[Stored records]
- - -

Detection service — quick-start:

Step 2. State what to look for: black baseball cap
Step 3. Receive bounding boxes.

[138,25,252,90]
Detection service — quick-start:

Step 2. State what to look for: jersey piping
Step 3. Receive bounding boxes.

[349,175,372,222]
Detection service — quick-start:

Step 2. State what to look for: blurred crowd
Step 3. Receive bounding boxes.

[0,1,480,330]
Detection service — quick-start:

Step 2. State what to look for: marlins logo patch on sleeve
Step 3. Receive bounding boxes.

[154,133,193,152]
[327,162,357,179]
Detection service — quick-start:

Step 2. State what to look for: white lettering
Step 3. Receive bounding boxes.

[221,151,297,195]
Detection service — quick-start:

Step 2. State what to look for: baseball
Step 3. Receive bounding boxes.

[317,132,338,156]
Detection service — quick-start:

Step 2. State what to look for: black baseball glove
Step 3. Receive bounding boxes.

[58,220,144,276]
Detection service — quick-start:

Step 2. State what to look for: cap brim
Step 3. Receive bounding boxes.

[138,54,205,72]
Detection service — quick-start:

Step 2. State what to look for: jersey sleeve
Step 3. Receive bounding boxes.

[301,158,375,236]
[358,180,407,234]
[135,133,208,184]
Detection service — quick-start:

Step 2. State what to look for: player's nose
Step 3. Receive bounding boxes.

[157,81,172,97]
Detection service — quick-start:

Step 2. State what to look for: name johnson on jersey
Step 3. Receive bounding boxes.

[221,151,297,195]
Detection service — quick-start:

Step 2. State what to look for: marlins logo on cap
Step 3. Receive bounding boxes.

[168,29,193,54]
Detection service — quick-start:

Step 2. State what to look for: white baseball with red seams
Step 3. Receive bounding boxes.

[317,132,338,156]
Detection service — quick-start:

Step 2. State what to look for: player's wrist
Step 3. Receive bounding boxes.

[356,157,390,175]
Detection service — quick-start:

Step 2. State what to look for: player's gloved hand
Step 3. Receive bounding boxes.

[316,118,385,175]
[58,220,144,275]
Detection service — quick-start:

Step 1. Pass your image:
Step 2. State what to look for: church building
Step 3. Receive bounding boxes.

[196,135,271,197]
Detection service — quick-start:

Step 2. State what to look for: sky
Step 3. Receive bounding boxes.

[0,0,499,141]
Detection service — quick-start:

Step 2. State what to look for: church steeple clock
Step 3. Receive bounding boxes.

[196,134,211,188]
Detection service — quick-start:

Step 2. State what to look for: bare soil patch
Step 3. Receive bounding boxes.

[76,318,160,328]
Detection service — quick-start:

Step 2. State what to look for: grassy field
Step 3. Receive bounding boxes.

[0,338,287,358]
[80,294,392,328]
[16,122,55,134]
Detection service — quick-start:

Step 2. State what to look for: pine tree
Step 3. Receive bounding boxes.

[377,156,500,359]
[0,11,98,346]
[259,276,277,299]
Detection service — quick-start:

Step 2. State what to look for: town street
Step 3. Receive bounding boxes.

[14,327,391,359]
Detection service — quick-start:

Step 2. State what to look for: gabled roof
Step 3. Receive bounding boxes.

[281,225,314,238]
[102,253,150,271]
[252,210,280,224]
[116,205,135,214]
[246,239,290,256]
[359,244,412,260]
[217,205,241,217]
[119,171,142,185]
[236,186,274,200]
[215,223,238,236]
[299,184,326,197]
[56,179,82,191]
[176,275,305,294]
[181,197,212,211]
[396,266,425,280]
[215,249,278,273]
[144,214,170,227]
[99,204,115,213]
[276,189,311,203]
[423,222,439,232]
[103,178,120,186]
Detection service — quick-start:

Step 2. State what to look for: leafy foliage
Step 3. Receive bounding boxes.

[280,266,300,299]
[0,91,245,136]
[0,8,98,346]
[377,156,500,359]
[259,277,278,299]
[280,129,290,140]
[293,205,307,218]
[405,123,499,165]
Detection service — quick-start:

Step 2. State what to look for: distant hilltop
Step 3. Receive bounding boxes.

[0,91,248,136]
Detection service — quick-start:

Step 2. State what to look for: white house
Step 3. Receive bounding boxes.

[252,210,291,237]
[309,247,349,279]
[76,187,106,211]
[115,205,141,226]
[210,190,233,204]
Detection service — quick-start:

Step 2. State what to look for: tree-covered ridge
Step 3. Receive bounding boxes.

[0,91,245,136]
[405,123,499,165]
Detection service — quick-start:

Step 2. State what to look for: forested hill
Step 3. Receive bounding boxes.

- - -

Please reproduce everything from the start of the records down to the line containing "[0,1,480,330]", both ends included and nothing past it, copying every line and rescaling each bounding-box coordinate in the answers by 1.7. Round each result to a whole number, with halves rounded up.

_EXERCISE RESPONSE:_
Detection service — quick-start:

Step 2. State what to look for: black baseball cap
Step 3. Receive bounding boxes.

[235,43,428,153]
Detection service — quick-start:

Step 2. State what to look for: jersey piping
Step 3. Receive bounding boxes.

[593,298,632,377]
Detection service — quick-start:

Step 2. State what to look for: blurred crowd
Step 3. Receive bounding boxes.

[0,2,816,561]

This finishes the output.